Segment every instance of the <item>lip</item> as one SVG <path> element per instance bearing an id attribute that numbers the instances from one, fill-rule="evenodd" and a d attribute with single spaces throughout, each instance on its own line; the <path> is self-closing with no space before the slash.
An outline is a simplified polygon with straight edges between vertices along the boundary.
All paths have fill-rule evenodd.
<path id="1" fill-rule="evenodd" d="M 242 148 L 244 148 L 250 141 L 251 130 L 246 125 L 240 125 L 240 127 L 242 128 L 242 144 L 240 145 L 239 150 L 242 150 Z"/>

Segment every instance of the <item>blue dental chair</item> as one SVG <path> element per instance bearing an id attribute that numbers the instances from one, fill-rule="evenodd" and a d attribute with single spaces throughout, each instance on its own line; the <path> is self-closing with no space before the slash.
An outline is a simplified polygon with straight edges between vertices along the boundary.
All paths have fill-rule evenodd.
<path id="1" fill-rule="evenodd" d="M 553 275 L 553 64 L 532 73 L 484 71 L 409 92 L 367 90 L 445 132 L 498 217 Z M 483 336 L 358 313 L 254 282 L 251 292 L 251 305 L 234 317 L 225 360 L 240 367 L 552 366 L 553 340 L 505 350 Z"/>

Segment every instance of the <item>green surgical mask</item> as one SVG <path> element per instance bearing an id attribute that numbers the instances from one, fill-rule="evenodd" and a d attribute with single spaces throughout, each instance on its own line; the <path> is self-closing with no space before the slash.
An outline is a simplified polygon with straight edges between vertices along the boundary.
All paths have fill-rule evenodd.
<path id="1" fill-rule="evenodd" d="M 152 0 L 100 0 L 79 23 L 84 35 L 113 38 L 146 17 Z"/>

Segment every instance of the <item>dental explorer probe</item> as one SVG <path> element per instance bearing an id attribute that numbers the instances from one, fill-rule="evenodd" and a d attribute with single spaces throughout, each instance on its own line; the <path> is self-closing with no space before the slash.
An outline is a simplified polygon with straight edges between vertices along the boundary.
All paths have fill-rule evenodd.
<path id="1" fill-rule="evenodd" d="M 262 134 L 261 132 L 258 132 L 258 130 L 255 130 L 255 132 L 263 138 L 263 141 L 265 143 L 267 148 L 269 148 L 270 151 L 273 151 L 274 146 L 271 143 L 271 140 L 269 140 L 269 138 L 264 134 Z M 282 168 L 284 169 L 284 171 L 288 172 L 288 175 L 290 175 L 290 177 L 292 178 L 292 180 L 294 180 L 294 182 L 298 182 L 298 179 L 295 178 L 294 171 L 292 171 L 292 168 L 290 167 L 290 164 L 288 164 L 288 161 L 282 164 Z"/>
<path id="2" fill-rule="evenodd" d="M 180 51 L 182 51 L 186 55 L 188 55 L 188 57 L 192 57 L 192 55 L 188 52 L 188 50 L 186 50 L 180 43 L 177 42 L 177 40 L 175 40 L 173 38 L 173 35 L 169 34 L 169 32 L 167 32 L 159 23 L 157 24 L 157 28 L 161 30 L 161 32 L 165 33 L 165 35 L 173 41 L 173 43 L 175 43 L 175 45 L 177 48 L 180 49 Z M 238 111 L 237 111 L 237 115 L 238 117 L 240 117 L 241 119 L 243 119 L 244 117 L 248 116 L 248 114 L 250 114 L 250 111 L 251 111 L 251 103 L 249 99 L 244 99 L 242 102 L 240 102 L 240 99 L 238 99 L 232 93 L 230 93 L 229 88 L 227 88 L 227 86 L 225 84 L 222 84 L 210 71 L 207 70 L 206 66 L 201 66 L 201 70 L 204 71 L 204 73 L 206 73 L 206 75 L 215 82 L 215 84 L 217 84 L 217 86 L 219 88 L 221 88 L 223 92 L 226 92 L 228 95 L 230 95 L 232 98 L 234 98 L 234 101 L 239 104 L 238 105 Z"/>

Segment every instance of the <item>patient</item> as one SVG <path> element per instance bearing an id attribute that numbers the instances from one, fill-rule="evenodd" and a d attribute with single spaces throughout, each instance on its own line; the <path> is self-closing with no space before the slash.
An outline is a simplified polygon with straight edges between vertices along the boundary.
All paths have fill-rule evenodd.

* * * * * * * * *

Copy out all of the data above word for word, keeping every line and its spacing the same.

_ANSWER IN FULL_
Segment every instance of the <item>lip</item> as one SVG <path> element per instance bearing an id attribute that numbers the instances from one, fill-rule="evenodd" and a d attribute with single spaces throughout, each instance on its own line; the <path> is self-closing with no space before the slash.
An outline is a simplified polygon with straight edges between vertices along the boundary.
All paths have fill-rule evenodd.
<path id="1" fill-rule="evenodd" d="M 242 148 L 244 148 L 250 141 L 251 130 L 246 125 L 240 125 L 240 127 L 242 128 L 242 144 L 240 145 L 239 150 L 242 150 Z"/>

Segment every instance of the <item>blue dental chair</item> as one SVG <path> element per instance bearing an id attribute that numbers the instances from one, fill-rule="evenodd" and a d attribute with single spaces throughout, each instance on its own line; the <path> is self-closing with no space before the slash.
An outline is a simplified polygon with straight edges between vertices along the boundary.
All paths have fill-rule evenodd.
<path id="1" fill-rule="evenodd" d="M 553 275 L 553 64 L 532 73 L 484 71 L 409 92 L 367 90 L 445 132 L 498 217 Z M 483 336 L 358 313 L 254 282 L 251 292 L 251 305 L 234 317 L 225 360 L 240 367 L 552 366 L 553 340 L 505 350 Z"/>

Segment every instance of the <item>green surgical mask</item> as one SVG <path> element per instance bearing an id attribute that numbers the instances from one, fill-rule="evenodd" and a d attribute with single spaces throughout, each instance on its own line; the <path> is self-closing with no space before the slash.
An outline is a simplified polygon with straight edges between vertices along the boundary.
All paths have fill-rule evenodd.
<path id="1" fill-rule="evenodd" d="M 152 0 L 100 0 L 79 23 L 84 35 L 113 38 L 146 17 Z"/>

Segment every instance of the <item>dental explorer probe</item> as one SVG <path> element per instance bearing an id attribute that numbers the instances from one, fill-rule="evenodd" and a d attribute with single spaces throughout, each instance on its own line; the <path> is self-closing with no space before the slash.
An outline is a simplified polygon with straight edges between vertices along the boundary.
All paths have fill-rule evenodd.
<path id="1" fill-rule="evenodd" d="M 262 134 L 261 132 L 258 132 L 258 130 L 255 130 L 255 132 L 263 138 L 263 141 L 265 143 L 267 148 L 269 148 L 270 151 L 273 151 L 274 146 L 271 143 L 271 140 L 269 140 L 269 138 L 264 134 Z M 282 168 L 284 169 L 284 171 L 288 172 L 288 175 L 290 175 L 290 177 L 292 178 L 292 180 L 294 180 L 294 182 L 298 182 L 298 179 L 295 178 L 294 171 L 292 171 L 292 168 L 290 167 L 290 164 L 288 164 L 288 161 L 282 164 Z"/>
<path id="2" fill-rule="evenodd" d="M 180 51 L 182 51 L 186 55 L 188 55 L 188 57 L 192 57 L 192 55 L 188 52 L 188 50 L 186 50 L 180 43 L 177 42 L 177 40 L 175 40 L 173 38 L 173 35 L 169 34 L 169 32 L 167 32 L 159 23 L 157 24 L 157 28 L 161 30 L 161 32 L 165 33 L 165 35 L 173 41 L 173 43 L 175 43 L 175 45 L 177 48 L 180 49 Z M 238 111 L 237 111 L 237 115 L 238 117 L 240 117 L 241 119 L 243 119 L 244 117 L 248 116 L 248 114 L 250 114 L 250 111 L 251 111 L 251 103 L 249 99 L 244 99 L 242 102 L 240 102 L 240 99 L 238 99 L 232 93 L 230 93 L 229 88 L 227 88 L 227 86 L 225 84 L 222 84 L 210 71 L 207 70 L 206 66 L 201 66 L 201 70 L 204 71 L 204 73 L 206 73 L 206 75 L 215 82 L 215 84 L 217 84 L 217 86 L 219 88 L 221 88 L 223 92 L 226 92 L 228 95 L 230 95 L 232 98 L 234 98 L 234 101 L 239 104 L 238 105 Z"/>

Segment every instance of the <item>patient</item> as one SVG <path> element per instance bearing an id attribute that numbers the instances from one, fill-rule="evenodd" and a d attribute with single spaces throughout, each instance on its own line; the <path> is self-closing with no space before the slash.
An outline is a simplified polygon with straight edges between vertices along the boundary.
All paths have fill-rule evenodd.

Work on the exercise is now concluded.